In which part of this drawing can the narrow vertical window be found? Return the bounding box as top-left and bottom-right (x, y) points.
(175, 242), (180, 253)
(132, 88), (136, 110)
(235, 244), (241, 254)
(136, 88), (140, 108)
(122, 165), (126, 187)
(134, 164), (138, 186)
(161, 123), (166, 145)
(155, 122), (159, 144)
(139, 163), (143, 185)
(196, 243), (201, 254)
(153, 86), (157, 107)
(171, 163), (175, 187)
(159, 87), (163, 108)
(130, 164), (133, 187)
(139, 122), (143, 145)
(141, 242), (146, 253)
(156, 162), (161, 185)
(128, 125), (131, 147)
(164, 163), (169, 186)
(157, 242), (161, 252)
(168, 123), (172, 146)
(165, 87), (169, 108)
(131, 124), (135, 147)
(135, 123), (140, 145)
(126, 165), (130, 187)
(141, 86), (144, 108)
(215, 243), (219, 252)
- - - - - - -
== What the task requires ==
Please convert the entries above into a two-column CSV with the header columns "prompt" and "boxes". Give one row per entry: put its text in "prompt" and its answer in "boxes", with each field quoted and any line breaks replaced by spaces.

== Response to this exercise ==
prompt,boxes
"In which part of this drawing can the narrow vertical window be found? Return the bounding box as top-left and bottom-right (x, y) points.","(175, 242), (180, 253) (132, 88), (136, 110) (235, 244), (241, 254) (136, 88), (140, 108) (122, 165), (126, 187) (134, 164), (138, 186) (161, 123), (166, 145) (155, 122), (159, 144) (139, 163), (143, 185) (196, 243), (201, 254) (153, 86), (157, 107) (171, 163), (175, 187) (159, 87), (163, 108) (130, 164), (133, 187) (139, 122), (143, 145) (141, 242), (146, 253) (156, 162), (161, 185) (128, 125), (131, 147) (164, 163), (169, 186) (157, 242), (161, 252) (168, 123), (172, 146) (165, 87), (169, 108) (131, 124), (135, 147) (135, 123), (140, 145) (126, 165), (130, 187) (141, 86), (144, 108) (215, 243), (219, 252)"